● **PASSAGE**:
┌──

And it’s not even his line; he stole it from George HW Bush!

I’ve been forced to humor more right-wing Christian evangelists than I care to list, but none of them were close to this crazy and stupid.

For instance, one of them had a real hard-on for the part of the Gospel where Jesus tells His followers that they have been granted the authority to banish and exorcise demons in His name…

…and he would begin every sermon by banishing any and all evil spirits that may or may not be in the room (no, seriously).

Did Mr. Benoit miss this part of the Bible?

Or does he believe that demons and devils are ONE thing…

…but the Power of Christ is useless against He-Man?😂

I guess what I’m saying is this:

If all these things ARE minions of Lucifer, sack up and banish them yourself! Your OWN Bible says you can–stop being such a pussy and kick some Infernal ass!

Without a doubt, the most asked question I have is, “What about Barney?”

I don’t know why but this fucked me up.

Actually, if Benoit had anything resembling an imagination, he would realize that Barney could have been very useful to his cause:

Barney’s a dinosaur who is somehow alive in the late 20th century–millions years after those godless Darwinists claimed his kind had gone extinct.

└──

● **WHAT THIS EXERCISE ASKS**:
1. Answer these questions from the Benoit post:
(a) Who first said the line the post claims was stolen?
(b) How did one of the evangelists begin every sermon?
(c) What does the writer call the most asked question they get?
2. Proceed with the Benoit post, starting right after its last sentence and keeping its voice.
The data that come next have no connection to the Benoit post.

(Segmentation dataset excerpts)

┌──

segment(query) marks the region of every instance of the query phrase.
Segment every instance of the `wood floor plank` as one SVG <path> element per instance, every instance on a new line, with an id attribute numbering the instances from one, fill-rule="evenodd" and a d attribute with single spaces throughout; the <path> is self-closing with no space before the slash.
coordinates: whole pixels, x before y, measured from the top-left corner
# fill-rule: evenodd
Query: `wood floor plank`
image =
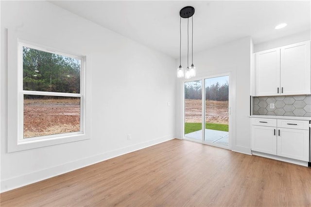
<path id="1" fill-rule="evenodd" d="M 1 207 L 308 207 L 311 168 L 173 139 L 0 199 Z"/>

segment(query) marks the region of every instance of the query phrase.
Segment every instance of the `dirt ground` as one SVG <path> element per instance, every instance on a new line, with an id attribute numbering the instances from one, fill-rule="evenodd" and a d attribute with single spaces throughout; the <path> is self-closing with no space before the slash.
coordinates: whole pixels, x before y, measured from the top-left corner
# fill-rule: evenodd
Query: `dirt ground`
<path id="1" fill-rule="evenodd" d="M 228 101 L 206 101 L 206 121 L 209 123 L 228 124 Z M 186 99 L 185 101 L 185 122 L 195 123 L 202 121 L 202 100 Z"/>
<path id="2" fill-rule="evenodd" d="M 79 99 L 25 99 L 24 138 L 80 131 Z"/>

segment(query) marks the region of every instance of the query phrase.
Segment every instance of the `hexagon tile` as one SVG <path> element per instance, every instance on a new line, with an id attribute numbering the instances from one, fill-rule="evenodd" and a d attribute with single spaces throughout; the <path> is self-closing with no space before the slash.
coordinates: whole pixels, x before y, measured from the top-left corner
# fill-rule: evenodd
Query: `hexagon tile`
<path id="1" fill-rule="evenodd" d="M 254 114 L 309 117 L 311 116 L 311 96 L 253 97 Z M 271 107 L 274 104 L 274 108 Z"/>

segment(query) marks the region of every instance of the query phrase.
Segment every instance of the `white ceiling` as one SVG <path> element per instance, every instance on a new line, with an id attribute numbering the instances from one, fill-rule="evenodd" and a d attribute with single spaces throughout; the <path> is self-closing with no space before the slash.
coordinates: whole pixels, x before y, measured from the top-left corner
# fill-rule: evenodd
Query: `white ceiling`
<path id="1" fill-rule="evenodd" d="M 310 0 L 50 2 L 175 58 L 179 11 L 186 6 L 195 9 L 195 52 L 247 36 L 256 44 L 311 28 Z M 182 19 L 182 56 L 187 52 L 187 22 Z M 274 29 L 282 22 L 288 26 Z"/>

└──

● **RESULTS OF THE TASKS**:
1.
(a) George HW Bush
(b) By banishing any and all evil spirits that may or may not be in the room
(c) "What about Barney?"

2.
He should have leaned into the idea that Barney’s very existence proved evolution wrong.

You say he wouldn’t do that because Barney’s fictional?

That didn’t stop him from asserting as fact the multiple and very real demonic powers of He-Man, the Smurfs, and Troll dolls.

It seems to be a common denominator amongst the Satanic Panic set:

EVERYTHING children enjoy is either 100% fictional, or life-threateningly real…depending on which suits the purposes of the lunatic spouting this absurdity.

Holy shit, I gasped at that Poxco ad, we had that action figure as kids, but I never watched He-Man so I had no idea who he was. Thank you for plugging that tiny hole of trivia in my childhood brainspace! I’ll say a prayer to David Benoit at my Troll themed ouija board later.